> [EXERCISE REQUIREMENTS]
a - Retype the Ambari Metrics page word for word, from "Sending metrics to Ambari" to "achieve this behavior.", including both ends.
b - Repeat the records word for word, from the line with "of the flowering" to the last line of the records, including both ends.

> [EXCERPTED TEXT]
Sending Metrics to AMS (POST)
Sending metrics to Ambari Metrics Service can be achieved through the following API call.
The Sink implementations responsible for sending metrics to AMS, buffer data for 1 minute before sending. TimelineMetricCache provides a simple cache implementation to achieve this behavior.
Sample sink implementation use by Hadoop daemons: https://github.com/apache/ambari/tree/trunk/ambari-metrics/ambari-metrics-hadoop-sink
POST http://<ambari-metrics-collector>:6188/ws/v1/timeline/metrics
{ "metrics": [ { "metricname": "AMBARI_METRICS.SmokeTest.FakeMetric", "appid": "amssmoketestfake", "hostname": "ambari20-5.c.pramod-thangali.internal", "timestamp": 1432075898000, "starttime": 1432075898000, "metrics": { "1432075898000": 0.963781711428, "1432075899000": 1432075898000 } } ] } |
Connecting (POST) to <ambari-metrics-collector>:6188/ws/v1/timeline/metrics/ Http response: 200 OK
Fetching Metrics from AMS (GET)

> [PROVIDED INFORMATION]
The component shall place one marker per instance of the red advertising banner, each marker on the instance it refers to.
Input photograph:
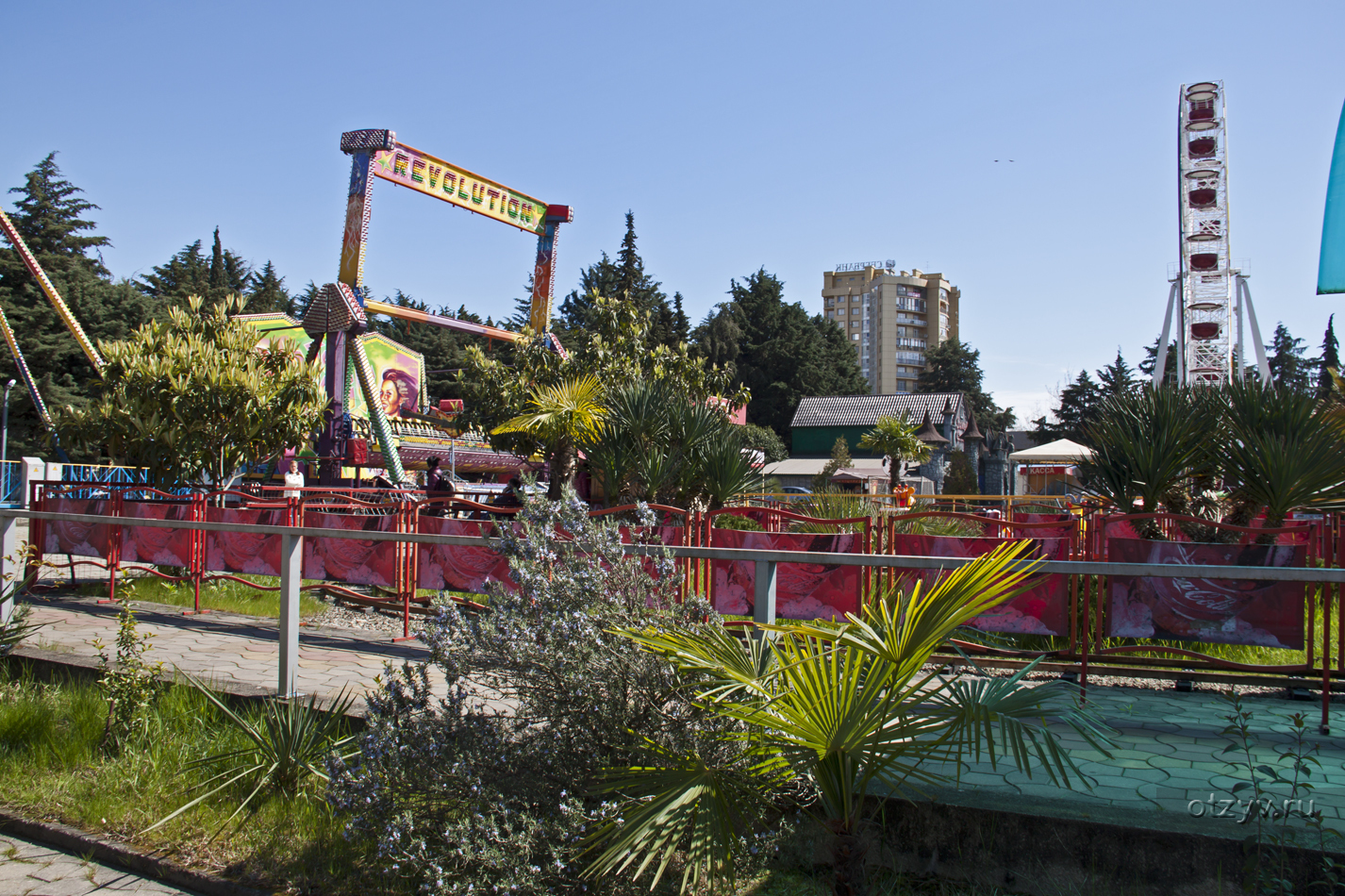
(243, 552)
(804, 590)
(1041, 609)
(149, 545)
(1225, 611)
(351, 560)
(457, 567)
(84, 539)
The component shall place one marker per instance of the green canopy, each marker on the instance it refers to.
(1331, 269)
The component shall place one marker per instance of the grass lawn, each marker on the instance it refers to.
(53, 766)
(224, 596)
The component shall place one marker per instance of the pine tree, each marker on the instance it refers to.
(1331, 359)
(190, 274)
(1287, 365)
(268, 293)
(955, 366)
(777, 350)
(50, 217)
(621, 278)
(1077, 407)
(217, 268)
(1117, 378)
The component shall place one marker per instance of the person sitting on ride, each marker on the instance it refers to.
(438, 486)
(510, 497)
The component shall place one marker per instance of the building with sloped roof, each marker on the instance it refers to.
(820, 420)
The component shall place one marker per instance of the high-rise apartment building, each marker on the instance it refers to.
(890, 318)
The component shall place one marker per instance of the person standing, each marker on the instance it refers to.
(293, 479)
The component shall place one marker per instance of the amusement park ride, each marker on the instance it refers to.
(338, 318)
(1208, 293)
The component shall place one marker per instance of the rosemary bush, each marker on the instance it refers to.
(487, 788)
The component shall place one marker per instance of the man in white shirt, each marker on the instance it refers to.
(293, 479)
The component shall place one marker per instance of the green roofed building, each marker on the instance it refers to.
(821, 420)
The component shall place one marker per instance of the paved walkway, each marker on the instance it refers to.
(31, 870)
(226, 647)
(1169, 745)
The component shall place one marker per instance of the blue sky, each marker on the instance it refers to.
(742, 135)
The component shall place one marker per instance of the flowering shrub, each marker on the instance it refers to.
(489, 788)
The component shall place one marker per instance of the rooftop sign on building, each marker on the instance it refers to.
(861, 265)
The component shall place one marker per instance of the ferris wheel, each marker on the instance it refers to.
(1208, 293)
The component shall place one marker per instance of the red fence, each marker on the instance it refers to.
(1133, 624)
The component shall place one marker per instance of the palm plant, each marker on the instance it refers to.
(562, 416)
(288, 747)
(1279, 452)
(1149, 444)
(896, 439)
(840, 709)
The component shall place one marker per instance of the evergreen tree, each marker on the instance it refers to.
(1077, 407)
(51, 218)
(190, 274)
(1287, 365)
(621, 278)
(955, 366)
(681, 324)
(1117, 378)
(268, 293)
(1331, 359)
(779, 353)
(217, 267)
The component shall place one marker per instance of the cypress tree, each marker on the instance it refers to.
(1331, 359)
(217, 269)
(777, 350)
(51, 218)
(269, 293)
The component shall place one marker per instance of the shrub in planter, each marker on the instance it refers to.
(487, 786)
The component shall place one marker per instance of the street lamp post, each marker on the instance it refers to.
(4, 439)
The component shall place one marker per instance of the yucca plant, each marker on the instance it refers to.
(1279, 452)
(1150, 445)
(290, 747)
(840, 709)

> [RESULTS]
a -
Sending metrics to Ambari Metrics Service can be achieved through the following API call.
The Sink implementations responsible for sending metrics to AMS, buffer data for 1 minute before sending. TimelineMetricCache provides a simple cache implementation to achieve this behavior.

b -
The component shall place one marker per instance of the flowering shrub, each marker on the instance it refers to.
(489, 788)
The component shall place one marker per instance of the rooftop sign on building, each marker on the instance it refers to.
(861, 265)
The component shall place one marker per instance of the ferris wheel, each marker on the instance it refers to.
(1208, 293)
The component shall place one marker per instance of the red fence, each marker on the instance it refers to.
(1133, 624)
The component shall place one marker per instance of the palm plant, each marker on the instance it refers to.
(562, 416)
(288, 747)
(1279, 452)
(1149, 444)
(896, 439)
(840, 709)
The component shall place one marker per instance of the evergreen tree, each marker on the instance it refers to.
(1077, 407)
(51, 218)
(190, 274)
(1287, 365)
(621, 278)
(955, 366)
(681, 324)
(1117, 378)
(268, 293)
(1331, 359)
(779, 353)
(217, 267)
The component shall place one marker per instance of the cypress tree, each marker on the instance it refers to.
(1331, 359)
(217, 269)
(777, 350)
(51, 218)
(269, 293)
The component shall place one marker per instance of the shrub in planter, each marker on the instance it refers to.
(487, 786)
The component shall place one marker per instance of the street lamp post, each marker on the instance it refers to.
(4, 439)
The component shall place one marker per instance of the yucca plant, each marker on the instance it refers to.
(1279, 452)
(1150, 445)
(290, 747)
(840, 709)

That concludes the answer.